» THE REQUEST: Copy out the rows below with "single point" switched to "single dot" and everything else unchanged, omitting the pictures.

#### DATA SHOWN

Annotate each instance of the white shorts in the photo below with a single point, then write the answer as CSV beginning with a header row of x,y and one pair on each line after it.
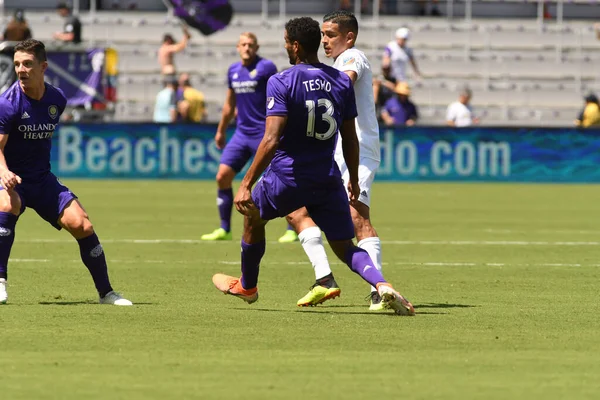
x,y
367,167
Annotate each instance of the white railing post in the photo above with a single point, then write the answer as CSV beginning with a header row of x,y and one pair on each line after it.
x,y
264,11
450,9
357,9
282,11
469,12
540,17
376,13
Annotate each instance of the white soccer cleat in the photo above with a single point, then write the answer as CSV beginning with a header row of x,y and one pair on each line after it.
x,y
3,293
394,300
116,299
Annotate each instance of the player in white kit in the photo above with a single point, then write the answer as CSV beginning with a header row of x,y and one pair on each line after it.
x,y
339,31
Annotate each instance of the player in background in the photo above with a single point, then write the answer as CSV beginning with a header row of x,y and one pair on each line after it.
x,y
306,105
247,81
339,31
29,113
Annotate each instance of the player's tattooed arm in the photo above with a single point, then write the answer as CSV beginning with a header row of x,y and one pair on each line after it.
x,y
8,179
264,154
350,148
353,75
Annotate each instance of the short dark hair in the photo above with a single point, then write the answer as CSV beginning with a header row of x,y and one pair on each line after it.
x,y
63,6
345,20
305,31
34,47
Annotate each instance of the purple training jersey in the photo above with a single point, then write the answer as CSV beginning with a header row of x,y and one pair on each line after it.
x,y
316,100
250,86
30,125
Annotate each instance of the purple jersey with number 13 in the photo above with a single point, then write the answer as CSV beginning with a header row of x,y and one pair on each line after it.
x,y
316,99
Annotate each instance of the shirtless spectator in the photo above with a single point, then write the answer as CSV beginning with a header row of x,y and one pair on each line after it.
x,y
166,51
17,29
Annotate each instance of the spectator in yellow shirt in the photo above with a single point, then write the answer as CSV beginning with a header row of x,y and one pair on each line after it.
x,y
590,116
191,106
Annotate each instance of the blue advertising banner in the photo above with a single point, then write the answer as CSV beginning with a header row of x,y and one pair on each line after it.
x,y
407,154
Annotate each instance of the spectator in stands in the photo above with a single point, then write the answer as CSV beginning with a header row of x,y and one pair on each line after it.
x,y
166,51
17,29
460,113
71,29
399,110
191,105
398,55
165,108
590,115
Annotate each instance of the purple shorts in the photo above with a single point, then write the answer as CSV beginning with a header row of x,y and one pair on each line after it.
x,y
47,197
328,207
239,150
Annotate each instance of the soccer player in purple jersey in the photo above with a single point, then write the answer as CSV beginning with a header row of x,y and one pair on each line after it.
x,y
29,113
247,81
306,105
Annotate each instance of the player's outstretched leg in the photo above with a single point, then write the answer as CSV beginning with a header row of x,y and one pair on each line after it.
x,y
369,241
325,286
225,177
289,236
359,261
253,249
10,206
75,220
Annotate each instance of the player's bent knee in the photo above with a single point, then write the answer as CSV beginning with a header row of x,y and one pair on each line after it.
x,y
10,202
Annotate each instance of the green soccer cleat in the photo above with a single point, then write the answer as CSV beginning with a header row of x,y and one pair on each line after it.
x,y
376,303
318,294
217,234
288,237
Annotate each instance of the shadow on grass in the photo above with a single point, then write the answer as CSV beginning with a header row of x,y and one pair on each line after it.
x,y
442,305
78,303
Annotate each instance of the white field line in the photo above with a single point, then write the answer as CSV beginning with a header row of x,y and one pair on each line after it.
x,y
388,242
416,264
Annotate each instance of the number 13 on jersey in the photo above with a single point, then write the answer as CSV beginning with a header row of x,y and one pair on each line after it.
x,y
326,116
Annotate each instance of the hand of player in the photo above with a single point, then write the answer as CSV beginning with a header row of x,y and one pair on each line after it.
x,y
243,201
9,180
220,140
353,191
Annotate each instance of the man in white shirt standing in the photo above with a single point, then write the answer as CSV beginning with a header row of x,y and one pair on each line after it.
x,y
398,55
460,113
339,30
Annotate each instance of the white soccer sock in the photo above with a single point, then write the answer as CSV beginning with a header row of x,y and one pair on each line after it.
x,y
373,246
313,246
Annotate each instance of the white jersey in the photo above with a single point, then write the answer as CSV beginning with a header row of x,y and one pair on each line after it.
x,y
460,114
367,127
399,57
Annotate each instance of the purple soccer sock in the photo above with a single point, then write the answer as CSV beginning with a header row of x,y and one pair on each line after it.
x,y
93,257
7,237
225,203
251,256
359,261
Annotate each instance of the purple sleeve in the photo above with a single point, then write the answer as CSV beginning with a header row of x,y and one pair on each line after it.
x,y
350,103
7,116
276,97
270,70
229,78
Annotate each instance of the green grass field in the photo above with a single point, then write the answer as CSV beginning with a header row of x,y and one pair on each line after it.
x,y
504,279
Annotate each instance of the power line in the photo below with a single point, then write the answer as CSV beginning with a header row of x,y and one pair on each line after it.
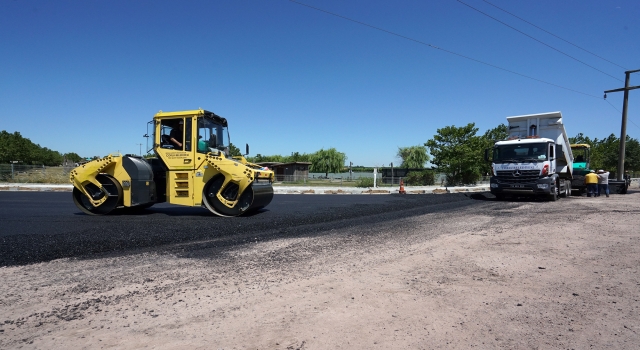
x,y
540,41
439,48
548,32
614,107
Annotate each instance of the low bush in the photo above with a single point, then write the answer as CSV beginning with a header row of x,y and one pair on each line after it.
x,y
364,182
420,178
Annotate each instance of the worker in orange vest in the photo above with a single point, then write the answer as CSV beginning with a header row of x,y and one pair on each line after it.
x,y
591,180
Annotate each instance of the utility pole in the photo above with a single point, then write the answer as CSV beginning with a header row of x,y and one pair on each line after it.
x,y
623,128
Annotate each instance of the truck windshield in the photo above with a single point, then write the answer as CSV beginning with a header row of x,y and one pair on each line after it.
x,y
521,152
212,135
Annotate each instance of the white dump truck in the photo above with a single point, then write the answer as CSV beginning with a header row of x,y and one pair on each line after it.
x,y
535,159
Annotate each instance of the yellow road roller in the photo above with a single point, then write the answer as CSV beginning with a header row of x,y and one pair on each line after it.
x,y
192,167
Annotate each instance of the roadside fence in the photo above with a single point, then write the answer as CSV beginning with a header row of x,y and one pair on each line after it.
x,y
22,173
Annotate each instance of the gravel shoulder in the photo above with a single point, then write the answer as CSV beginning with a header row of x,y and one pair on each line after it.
x,y
513,275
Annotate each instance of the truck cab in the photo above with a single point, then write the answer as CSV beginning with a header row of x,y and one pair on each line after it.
x,y
534,160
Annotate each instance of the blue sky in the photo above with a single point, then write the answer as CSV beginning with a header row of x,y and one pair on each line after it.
x,y
87,76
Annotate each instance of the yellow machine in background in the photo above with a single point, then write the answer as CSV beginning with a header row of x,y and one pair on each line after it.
x,y
192,168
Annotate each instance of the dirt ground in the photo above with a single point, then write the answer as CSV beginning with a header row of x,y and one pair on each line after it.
x,y
513,275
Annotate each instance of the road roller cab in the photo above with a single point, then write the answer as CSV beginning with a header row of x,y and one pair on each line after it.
x,y
193,167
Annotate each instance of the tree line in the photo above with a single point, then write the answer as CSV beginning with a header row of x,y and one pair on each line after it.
x,y
16,148
458,152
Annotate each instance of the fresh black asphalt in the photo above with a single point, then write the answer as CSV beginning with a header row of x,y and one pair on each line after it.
x,y
42,226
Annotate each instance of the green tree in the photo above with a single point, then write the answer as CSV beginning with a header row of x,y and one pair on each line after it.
x,y
234,151
73,157
413,157
297,157
457,152
327,161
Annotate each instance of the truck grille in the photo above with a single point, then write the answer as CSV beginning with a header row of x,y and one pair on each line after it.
x,y
518,176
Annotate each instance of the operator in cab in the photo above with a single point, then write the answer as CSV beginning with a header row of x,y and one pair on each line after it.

########

» RESULT FOR THIS TASK:
Annotate each instance of the white shorts in the photo below with a single dot, then write the answer as CSV beginning with a header row of x,y and one pair on each line after it.
x,y
367,167
Annotate each instance of the white railing post in the photo above with a single dot, then write the answer as CSV beginning with a header row of x,y and one pair on each line after it.
x,y
264,11
450,9
357,9
282,11
469,12
540,17
376,13
Annotate each instance of the white soccer cleat in the photo above with a single dot, then write the answer as CSV beginning with a header row of x,y and one pair on each line after it.
x,y
3,293
394,300
116,299
Annotate each instance of the player in white kit in the photo above with a single dot, then write the answer as CSV beginning with a header row of x,y and one pair on each line after it.
x,y
339,31
Annotate each instance of the player in background in the photo above with a single dot, then write the answer as CSV beginning with a header row of x,y and one pair on each line after it.
x,y
306,105
247,81
339,31
29,113
Annotate each instance of the player's tattooed arm in the photo above with a single dot, then write the answer as CSV beginning with a header row of x,y and one pair on each line after it.
x,y
8,179
264,154
350,148
353,75
Annotate each instance of the short dark hair in the photo above with a single dot, then write the answer as CSV beginning with a header row of x,y and one pair on each line after it.
x,y
63,6
345,20
305,31
34,47
Annotate each instance of the purple training jersey in the photo above with a single dot, then write the answer as CSV beginning with a header row of x,y and one pair on each line after it.
x,y
316,100
250,86
30,125
Annotate each instance of the purple jersey with number 13 in the photo above with a single dot, then write the answer as CSV beginning with a header row of x,y and one pair on each line after it.
x,y
316,99
Annotate each instance of the shirtless spectator in the photo above with a single dot, then write the answer as CSV beginning with a header row of x,y and one pair on each line after it.
x,y
166,51
17,29
Annotate each instance of the spectator in yellow shirt in the photo above with a single dot, then write the answer as CSV beginning with a header row of x,y and one pair on each line after it.
x,y
590,116
191,106
Annotate each instance of the blue advertising banner in the photo above with a single dot, then write the answer as CSV beginning with a header row of x,y and one pair on each line after it.
x,y
407,154
Annotate each instance of the spectator in stands in the photo above with a single dot, then write the answer as CSV beginning with a header row of x,y and one pair on each line after it.
x,y
166,51
17,29
460,113
71,29
399,110
191,105
398,55
165,108
590,115
Annotate each instance of the purple shorts in the photo above with a single dot, then write the answer as CSV beginning with a header row of x,y and one pair on each line after it.
x,y
47,197
328,207
239,150
Annotate each instance of the soccer player in purple jersey in the photo above with a single dot, then write the answer as CSV beginning with a header row of x,y and one pair on each line after it.
x,y
29,113
247,81
306,105
Annotate each instance of the player's outstretched leg in the photo above with a single dot, then write the answer as CSV beginning with a header row of x,y and one pair on each line after it.
x,y
369,241
325,286
225,177
289,236
359,261
253,249
10,206
75,220
Annotate each instance of the player's bent knee in the photo above with a single dot, then write the answer as CSV beginning with a header row of x,y and one pair on each line after it.
x,y
10,202
Annotate each instance of the green soccer cleat in the photo above with a single dot, then write the answer as CSV beginning with a header row of x,y and one pair on each line after it.
x,y
376,303
318,294
217,234
288,237
Annotate each instance of the shadow on grass in the photo above with a single dot, then write the answer as CSV beginning with a header row of x,y and one pair on each line after it.
x,y
442,305
78,303
Annotate each instance of the white field line in the photo above with a single dot, then write the answer as CSV beginning with a header row of x,y and one pair on each line after it.
x,y
388,242
416,264
Annotate each instance of the number 13 on jersey in the photo above with a single dot, then write the answer as CSV beginning with a header row of x,y and one pair on each line after it.
x,y
326,116
Annotate each instance of the hand of player in the photo above with a single dot, then write the answer as CSV beginning with a header row of x,y and one pair on each line after it.
x,y
243,201
9,180
220,140
353,191
Annotate each instance of the man in white shirt standing in the photo above with a single dot, then write the answer as CSV beginning with a header row of x,y and one pair on each line after it.
x,y
398,55
460,113
339,30
Annotate each instance of the white soccer sock in the photo above with a single dot, then write the answer as CSV beginning with a header row of x,y and one pair on each line after it.
x,y
373,246
313,246
Annotate each instance of the white jersey in the photo above with a single dot, then write the answer as CSV beginning with a header row of x,y and one pair on each line after it.
x,y
460,114
367,127
399,57
Annotate each instance of the purple soccer sock in the photo above with a single dot, then write the answer as CSV beginning with a header row of x,y and one pair on each line after it.
x,y
93,257
7,237
225,203
251,256
359,261
Annotate each instance of the purple sleeve in the photo above with a single dot, then write the answer as CSV beginning with a header row of x,y and one pair on each line after it.
x,y
350,103
7,116
276,97
270,70
229,78
Annotate each instance of the green grass field in the photo above with a single dot, then write the answer as CSV beginning with a header row of x,y and one pair on each line after it.
x,y
504,279
Annotate each instance of the power line in the photo below with a single dot, then write the answer as CSV beginning with a header row of x,y and one pair on each line after it.
x,y
540,41
439,48
548,32
614,107
Annotate each instance of the low bush in the photo above with a single dot, then write the answer as CSV beginning with a header row of x,y and one pair on each line after it.
x,y
364,182
420,178
Annotate each instance of the worker in orange vest in the photo above with a single dot, then write the answer as CSV beginning with a header row of x,y and one pair on each line after it.
x,y
591,180
Annotate each instance of the utility pole in the photo above with a single dot, then write the answer as CSV beginning with a header row of x,y and one pair on each line after it.
x,y
623,128
Annotate each instance of the truck windshield in the photo above with a single dot, then write the answer as CSV beginning with a header row of x,y and one pair on each line after it.
x,y
521,152
212,135
Annotate each instance of the white dump truck in the photo above with a single dot, then write the answer as CSV beginning with a header row of x,y and one pair on each line after it.
x,y
535,159
Annotate each instance of the yellow road roller in the photo above with a single dot, then write the answer as CSV beginning with a header row of x,y and one pair on each line after it.
x,y
192,167
Annotate each instance of the roadside fence in the photo above with a single dot, then write the answer as CSV beginning with a header row of x,y and one pair on each line after it.
x,y
22,173
Annotate each instance of the gravel shoulder in the photo above with a single dot, then write the answer as CSV beginning with a header row of x,y and one pair on each line after it.
x,y
513,275
Annotate each instance of the truck cab in the photo above with a single dot, then write the answer as CSV beginning with a header row of x,y and one pair on each line after it.
x,y
534,160
Annotate each instance of the blue sky in the photo above with a single dot, then write the answer as CSV beginning with a header row of x,y and one pair on each line after it.
x,y
87,76
Annotate each instance of the yellow machine in background in the photo above with a single dot, then write the answer as CSV beginning with a header row of x,y and one pair on each line after it.
x,y
192,168
Annotate each instance of the dirt ground in the photo above with a single dot, then write the answer as CSV beginning with a header row of x,y and one pair on each line after it.
x,y
513,275
Annotate each instance of the road roller cab in the photo above with a single dot, then write the answer as CSV beginning with a header row of x,y and one pair on each line after it.
x,y
193,167
Annotate each instance of the tree line in the photo above with a single dot, then write the answer as CSV beginning with a header row of x,y and one pair on each line after it.
x,y
16,148
458,152
Annotate each instance of the fresh black asphalt in the photo above with a single dot, then write the answer as CSV beginning with a header row of x,y and one pair on each line after it.
x,y
42,226
Annotate each instance of the green tree in the photo above with a single dot, then write the answer as CSV beginning with a header row of x,y and one pair on each line after it.
x,y
234,151
73,157
413,157
297,157
457,152
327,161
Annotate each instance of the truck grille in the photo above with a single dot, then write the answer as CSV beginning with a header row of x,y and one pair on each line after it.
x,y
518,176
Annotate each instance of the operator in cab in the photo above with a single dot, then write the answer as CSV beginning with a header row of x,y and one pair on each line after it.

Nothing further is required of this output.